------ Extracted entries

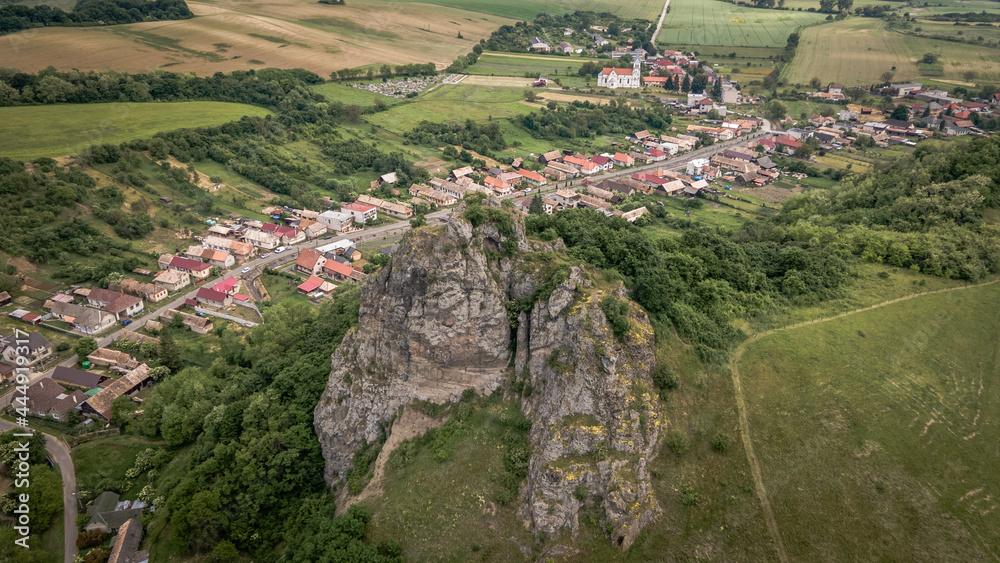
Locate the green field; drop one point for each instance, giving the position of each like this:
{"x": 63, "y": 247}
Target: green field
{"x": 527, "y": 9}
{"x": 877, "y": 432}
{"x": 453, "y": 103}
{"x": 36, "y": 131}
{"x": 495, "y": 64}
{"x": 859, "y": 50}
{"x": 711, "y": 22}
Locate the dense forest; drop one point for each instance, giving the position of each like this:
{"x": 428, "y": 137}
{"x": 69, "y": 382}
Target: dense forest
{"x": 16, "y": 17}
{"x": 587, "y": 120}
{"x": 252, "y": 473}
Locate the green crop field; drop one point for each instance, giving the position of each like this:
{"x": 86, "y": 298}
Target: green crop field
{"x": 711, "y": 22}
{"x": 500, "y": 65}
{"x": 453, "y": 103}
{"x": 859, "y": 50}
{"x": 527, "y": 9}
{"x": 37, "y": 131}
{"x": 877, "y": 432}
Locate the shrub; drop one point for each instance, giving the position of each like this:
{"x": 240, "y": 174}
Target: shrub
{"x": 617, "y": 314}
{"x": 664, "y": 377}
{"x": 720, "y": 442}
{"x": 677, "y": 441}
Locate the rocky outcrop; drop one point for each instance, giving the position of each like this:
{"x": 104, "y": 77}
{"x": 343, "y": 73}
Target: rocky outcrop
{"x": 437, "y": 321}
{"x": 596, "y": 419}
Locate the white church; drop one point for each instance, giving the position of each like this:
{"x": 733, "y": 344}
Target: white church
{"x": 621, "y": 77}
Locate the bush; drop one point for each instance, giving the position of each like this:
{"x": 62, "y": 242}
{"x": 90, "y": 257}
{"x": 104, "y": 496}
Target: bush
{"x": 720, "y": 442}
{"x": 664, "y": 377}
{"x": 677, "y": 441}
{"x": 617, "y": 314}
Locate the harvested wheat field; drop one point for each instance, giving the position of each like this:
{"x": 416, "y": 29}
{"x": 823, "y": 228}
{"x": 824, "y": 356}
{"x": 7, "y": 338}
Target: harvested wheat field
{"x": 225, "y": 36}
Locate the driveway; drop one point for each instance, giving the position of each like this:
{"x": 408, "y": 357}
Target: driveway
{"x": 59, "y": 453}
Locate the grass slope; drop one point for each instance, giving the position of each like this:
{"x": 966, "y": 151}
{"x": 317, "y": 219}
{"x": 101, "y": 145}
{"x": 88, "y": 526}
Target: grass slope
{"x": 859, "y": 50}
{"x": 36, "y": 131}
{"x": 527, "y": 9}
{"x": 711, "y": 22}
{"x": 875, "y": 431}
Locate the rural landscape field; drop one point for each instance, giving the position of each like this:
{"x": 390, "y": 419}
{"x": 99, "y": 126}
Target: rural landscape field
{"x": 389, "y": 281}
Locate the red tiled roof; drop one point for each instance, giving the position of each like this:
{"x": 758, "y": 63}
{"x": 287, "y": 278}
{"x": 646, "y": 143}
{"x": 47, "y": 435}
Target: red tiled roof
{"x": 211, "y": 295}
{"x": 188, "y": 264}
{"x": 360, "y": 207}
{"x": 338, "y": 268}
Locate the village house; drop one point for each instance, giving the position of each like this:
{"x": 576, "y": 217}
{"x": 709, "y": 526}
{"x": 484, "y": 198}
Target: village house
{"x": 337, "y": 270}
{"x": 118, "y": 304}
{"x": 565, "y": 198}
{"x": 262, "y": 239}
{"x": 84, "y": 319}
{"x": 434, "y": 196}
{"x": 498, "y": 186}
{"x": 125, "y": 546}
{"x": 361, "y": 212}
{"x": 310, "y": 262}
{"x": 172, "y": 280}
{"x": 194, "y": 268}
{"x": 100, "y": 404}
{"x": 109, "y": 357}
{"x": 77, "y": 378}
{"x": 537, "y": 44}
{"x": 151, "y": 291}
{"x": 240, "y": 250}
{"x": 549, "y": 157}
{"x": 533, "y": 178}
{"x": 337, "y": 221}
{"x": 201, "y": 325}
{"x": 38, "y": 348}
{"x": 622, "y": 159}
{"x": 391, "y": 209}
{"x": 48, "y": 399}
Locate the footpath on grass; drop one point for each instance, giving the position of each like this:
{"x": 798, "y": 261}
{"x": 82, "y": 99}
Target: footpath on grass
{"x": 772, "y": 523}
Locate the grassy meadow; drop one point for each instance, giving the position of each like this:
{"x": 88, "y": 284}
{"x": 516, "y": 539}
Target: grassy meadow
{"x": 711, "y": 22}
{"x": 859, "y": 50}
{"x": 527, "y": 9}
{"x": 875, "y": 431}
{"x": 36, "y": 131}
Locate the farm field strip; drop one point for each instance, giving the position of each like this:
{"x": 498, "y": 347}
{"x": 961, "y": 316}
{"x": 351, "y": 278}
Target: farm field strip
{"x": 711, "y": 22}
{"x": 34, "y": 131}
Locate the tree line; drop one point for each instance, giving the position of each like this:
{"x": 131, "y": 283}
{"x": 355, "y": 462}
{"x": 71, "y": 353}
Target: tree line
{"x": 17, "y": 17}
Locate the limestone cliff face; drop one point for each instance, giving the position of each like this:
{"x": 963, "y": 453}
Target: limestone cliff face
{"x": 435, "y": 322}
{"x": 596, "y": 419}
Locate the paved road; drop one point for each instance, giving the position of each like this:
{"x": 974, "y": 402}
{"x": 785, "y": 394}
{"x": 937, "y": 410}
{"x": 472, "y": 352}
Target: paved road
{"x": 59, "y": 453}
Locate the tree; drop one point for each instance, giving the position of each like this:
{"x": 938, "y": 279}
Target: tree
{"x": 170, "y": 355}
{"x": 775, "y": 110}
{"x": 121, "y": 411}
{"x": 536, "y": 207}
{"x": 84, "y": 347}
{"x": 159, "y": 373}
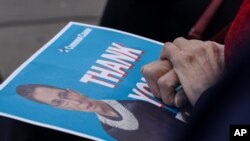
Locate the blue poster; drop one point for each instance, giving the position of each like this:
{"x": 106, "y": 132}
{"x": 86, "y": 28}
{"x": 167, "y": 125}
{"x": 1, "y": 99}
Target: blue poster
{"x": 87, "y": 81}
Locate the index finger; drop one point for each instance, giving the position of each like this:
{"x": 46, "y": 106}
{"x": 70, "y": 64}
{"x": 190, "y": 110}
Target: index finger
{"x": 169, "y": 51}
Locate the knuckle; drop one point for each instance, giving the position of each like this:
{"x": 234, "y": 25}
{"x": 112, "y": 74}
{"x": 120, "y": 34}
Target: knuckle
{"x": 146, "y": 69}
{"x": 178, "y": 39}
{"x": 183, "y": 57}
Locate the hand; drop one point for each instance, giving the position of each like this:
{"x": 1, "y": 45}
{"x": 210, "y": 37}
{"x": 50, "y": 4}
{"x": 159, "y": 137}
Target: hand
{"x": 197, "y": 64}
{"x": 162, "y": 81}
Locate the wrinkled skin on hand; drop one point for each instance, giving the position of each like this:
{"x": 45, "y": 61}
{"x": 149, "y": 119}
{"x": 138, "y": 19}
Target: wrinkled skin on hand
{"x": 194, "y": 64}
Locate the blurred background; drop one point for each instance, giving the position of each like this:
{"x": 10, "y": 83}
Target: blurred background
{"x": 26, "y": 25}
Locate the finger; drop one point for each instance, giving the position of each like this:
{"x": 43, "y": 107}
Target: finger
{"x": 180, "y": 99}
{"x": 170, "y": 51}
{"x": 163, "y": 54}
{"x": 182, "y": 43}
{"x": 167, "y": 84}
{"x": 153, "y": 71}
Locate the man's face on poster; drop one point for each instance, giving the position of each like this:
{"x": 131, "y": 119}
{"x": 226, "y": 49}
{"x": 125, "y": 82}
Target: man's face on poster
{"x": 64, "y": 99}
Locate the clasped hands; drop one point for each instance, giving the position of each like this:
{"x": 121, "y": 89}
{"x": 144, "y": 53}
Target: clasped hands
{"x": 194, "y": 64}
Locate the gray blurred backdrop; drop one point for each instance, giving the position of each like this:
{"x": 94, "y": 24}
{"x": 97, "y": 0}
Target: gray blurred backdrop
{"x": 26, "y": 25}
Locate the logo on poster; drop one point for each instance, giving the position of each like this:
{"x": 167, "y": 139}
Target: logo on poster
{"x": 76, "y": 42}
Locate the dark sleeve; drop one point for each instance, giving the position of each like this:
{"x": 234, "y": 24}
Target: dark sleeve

------------

Work instructions:
Would you please return all lines of the data that include the word "dark"?

Solved exercise:
Locate the dark sleeve; drop one point for each instance, giving the position of each like this:
Target: dark sleeve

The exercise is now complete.